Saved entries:
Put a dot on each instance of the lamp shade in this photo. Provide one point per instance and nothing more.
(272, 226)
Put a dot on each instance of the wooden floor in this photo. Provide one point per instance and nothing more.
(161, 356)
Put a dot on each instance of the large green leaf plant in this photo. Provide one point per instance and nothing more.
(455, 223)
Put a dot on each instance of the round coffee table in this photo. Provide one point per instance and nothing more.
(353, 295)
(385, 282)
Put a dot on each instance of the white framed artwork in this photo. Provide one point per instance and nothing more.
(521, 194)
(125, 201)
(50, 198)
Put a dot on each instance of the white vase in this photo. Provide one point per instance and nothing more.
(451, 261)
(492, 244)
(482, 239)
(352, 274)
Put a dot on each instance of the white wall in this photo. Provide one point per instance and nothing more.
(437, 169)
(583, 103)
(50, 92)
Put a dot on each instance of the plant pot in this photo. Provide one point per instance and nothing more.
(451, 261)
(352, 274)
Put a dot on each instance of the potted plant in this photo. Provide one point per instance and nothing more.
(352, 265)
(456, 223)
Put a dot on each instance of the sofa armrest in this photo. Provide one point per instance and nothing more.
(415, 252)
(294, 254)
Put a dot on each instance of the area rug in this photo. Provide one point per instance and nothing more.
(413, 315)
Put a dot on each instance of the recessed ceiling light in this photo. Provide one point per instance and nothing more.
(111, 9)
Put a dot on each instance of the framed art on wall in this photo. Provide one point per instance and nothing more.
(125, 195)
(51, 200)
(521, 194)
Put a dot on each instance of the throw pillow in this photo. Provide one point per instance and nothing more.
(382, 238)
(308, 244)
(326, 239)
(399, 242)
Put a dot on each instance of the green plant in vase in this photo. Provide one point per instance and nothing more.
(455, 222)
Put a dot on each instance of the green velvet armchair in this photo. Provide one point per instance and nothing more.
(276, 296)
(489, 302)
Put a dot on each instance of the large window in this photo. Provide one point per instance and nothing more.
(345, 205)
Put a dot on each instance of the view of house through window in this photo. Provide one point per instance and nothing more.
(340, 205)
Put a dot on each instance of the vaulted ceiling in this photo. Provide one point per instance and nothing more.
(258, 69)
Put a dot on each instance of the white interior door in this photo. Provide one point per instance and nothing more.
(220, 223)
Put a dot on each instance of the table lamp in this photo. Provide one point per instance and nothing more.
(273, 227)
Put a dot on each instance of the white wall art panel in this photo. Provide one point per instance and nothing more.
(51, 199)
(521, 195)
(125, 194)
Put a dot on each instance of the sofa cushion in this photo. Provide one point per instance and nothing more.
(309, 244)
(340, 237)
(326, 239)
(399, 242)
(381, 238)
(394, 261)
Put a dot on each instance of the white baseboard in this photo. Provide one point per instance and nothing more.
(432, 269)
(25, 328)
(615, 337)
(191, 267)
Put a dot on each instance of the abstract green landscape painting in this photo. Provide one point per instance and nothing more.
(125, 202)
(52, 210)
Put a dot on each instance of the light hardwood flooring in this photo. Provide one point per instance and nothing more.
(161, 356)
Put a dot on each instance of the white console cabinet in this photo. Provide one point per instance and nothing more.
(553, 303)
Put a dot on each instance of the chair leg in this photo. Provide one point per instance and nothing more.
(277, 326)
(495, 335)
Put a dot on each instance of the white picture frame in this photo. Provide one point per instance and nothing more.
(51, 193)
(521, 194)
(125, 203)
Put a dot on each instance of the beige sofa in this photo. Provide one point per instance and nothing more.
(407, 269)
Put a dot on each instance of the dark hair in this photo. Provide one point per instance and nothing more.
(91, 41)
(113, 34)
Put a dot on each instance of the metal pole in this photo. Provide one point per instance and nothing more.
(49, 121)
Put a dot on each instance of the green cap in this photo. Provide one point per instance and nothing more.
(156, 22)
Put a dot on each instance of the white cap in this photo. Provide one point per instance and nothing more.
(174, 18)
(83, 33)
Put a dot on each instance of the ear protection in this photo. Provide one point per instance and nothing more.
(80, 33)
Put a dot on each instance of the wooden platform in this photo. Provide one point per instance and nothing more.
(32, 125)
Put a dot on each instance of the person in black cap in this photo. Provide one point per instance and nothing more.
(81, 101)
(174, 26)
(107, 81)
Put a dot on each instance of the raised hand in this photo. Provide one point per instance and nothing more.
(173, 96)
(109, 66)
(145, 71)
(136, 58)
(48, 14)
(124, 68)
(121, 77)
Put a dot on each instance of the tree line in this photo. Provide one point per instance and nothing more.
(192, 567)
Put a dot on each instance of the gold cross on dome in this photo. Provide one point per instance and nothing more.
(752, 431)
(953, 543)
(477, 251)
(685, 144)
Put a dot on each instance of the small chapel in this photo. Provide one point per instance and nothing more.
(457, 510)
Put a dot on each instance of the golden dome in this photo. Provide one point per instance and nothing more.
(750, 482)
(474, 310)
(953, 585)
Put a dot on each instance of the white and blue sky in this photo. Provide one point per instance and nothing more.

Exercise directions: All of the data above should be reproduced exactly, with nothing left out.

Solution to the exercise:
Put a dot on each instance of the lamp shade in this photo. Provide one point per instance and nothing more.
(272, 226)
Put a dot on each instance of the wooden floor in this photo. Provide one point per instance and nothing more.
(161, 356)
Put a dot on each instance of the large green leaf plant in this photo. Provide one point per instance and nothing more.
(455, 223)
Put a dot on each instance of the round coffee table in this photo. Provide one point per instance and nothing more.
(353, 295)
(385, 282)
Put a dot on each instance of the white framed artwork in this photo. Provide one point per instance and nothing more.
(521, 194)
(125, 201)
(50, 198)
Put a dot on each instance of the white vase in this photo. Provide one point per instance and nothing more.
(451, 261)
(492, 244)
(482, 239)
(352, 274)
Put a dot on each instance of the white wall in this photo. Provide one point per instance and nothing more.
(437, 169)
(583, 103)
(50, 92)
Put a dot on each instance of the plant pot in this photo. Provide one point per instance and nothing more.
(451, 261)
(352, 274)
Put a dot on each instance of the potted plant in this photo. Provide one point per instance and nothing more.
(352, 265)
(456, 223)
Put a dot on each instance of the sofa armrest in this photo. Provide one point per instance and nothing more.
(415, 252)
(294, 254)
Put a dot on each instance of the area rug in this photo. Provide one point per instance and nothing more.
(413, 315)
Put a dot on each instance of the recessed ceiling light in this photo. Provide one point per instance and nothing more.
(111, 9)
Put a dot on each instance of the framed art on wall in this photo. Provide one point per instance and nothing more.
(125, 195)
(51, 200)
(521, 194)
Put a dot on each instance of the throw pillow in this photo. Provide one point per instance and nothing more.
(382, 238)
(308, 244)
(326, 239)
(399, 242)
Put a dot on each instance of the green plant in vase in this photo. Provide one point per instance and nothing more.
(455, 222)
Put a dot on each instance of the green velvet armchair in this photo. Provide one point per instance and nothing more.
(276, 296)
(489, 302)
Put a dot on each instance of the large window in this photo. Provide one point per instance and nothing more.
(345, 205)
Put a dot on each instance of the view of house through window in this photo. Provide one point per instance and nothing more.
(340, 205)
Put a dot on each instance of the vaulted ceiling in this photo. Provide one point per instance and nothing more.
(258, 69)
Put a dot on each instance of the white interior door in this photo. Provide one point per instance and nothing more.
(220, 223)
Put a dot on each instance of the table lamp in this photo. Provide one point per instance and nothing more.
(273, 227)
Put a dot on each instance of the white wall art panel in this photo. Provide one point per instance and nothing more.
(51, 199)
(521, 195)
(125, 194)
Put a dot on each instance of the sofa cushion in this photo. Provide one point per instance and nothing more.
(309, 244)
(340, 237)
(326, 239)
(399, 242)
(381, 238)
(394, 261)
Put a dot on each instance of the white baseboard in this photo. Provide one point per instance and nothing more.
(432, 269)
(25, 328)
(615, 337)
(191, 267)
Put a dot on each instance of the abstract green landscape painting in this photo. Provide one point per instance and nothing more.
(125, 202)
(52, 210)
Put a dot on each instance of the light hardwood flooring in this photo. Provide one point per instance and nothing more.
(161, 356)
Put a dot on each instance of the white console cabinet in this photo. Provide one point per instance and nothing more.
(553, 303)
Put a dot on each instance of the chair leg in this photo. Provide one point per instance and nothing more.
(277, 326)
(495, 335)
Put a dot on each instance of the white picture frame in this photo. Provide one point per instance and nothing more.
(51, 193)
(521, 194)
(125, 203)
Put a dot on each instance of the beige sofa in this photo. Provide one point per instance and nothing more.
(407, 269)
Put a dot on each instance of the dark hair in this photo. Provide one point per instance and nothing more.
(91, 41)
(113, 34)
Put a dot on each instance of the metal pole in this photo. Provide one point per instance and nothing more.
(49, 121)
Put a dot on each instance of the green cap in this photo. Provide one point per instance and nothing more.
(156, 22)
Put a dot on each instance of the white cap in this photo. Provide one point per instance and nothing more.
(174, 18)
(83, 33)
Put a dot on each instance of the ear protection in this photo. Provide one point per instance and nothing more.
(80, 33)
Put a dot on each instance of the wooden platform in this photo. Provide one point per instance and nothing more.
(32, 125)
Put a dot on each instance of the person in black cap in this photo. Provide one point per instance and nothing more.
(81, 101)
(174, 26)
(107, 81)
Put a dot on each instance of the raised hand in this photo. Provide one point per instance and nothing more.
(173, 96)
(109, 66)
(145, 71)
(136, 58)
(48, 14)
(124, 68)
(121, 77)
Put a dot on each instance of the tree line in this photo. Provide one point per instance and nothing more.
(192, 567)
Put a dot on each instance of the gold cross on dome in this photo. Provide one point per instance and nothing more.
(752, 431)
(953, 543)
(477, 251)
(685, 144)
Put a dot on each instance of the small chapel in this photo. Provide one point per instance and nothing more.
(457, 510)
Put a dot on each instance of the golden dome in this photo. Provide one point per instance and nothing more.
(750, 482)
(474, 310)
(953, 585)
Put a dot on each instance of the white and blue sky in this photo. Provide one point per instance and nothing more.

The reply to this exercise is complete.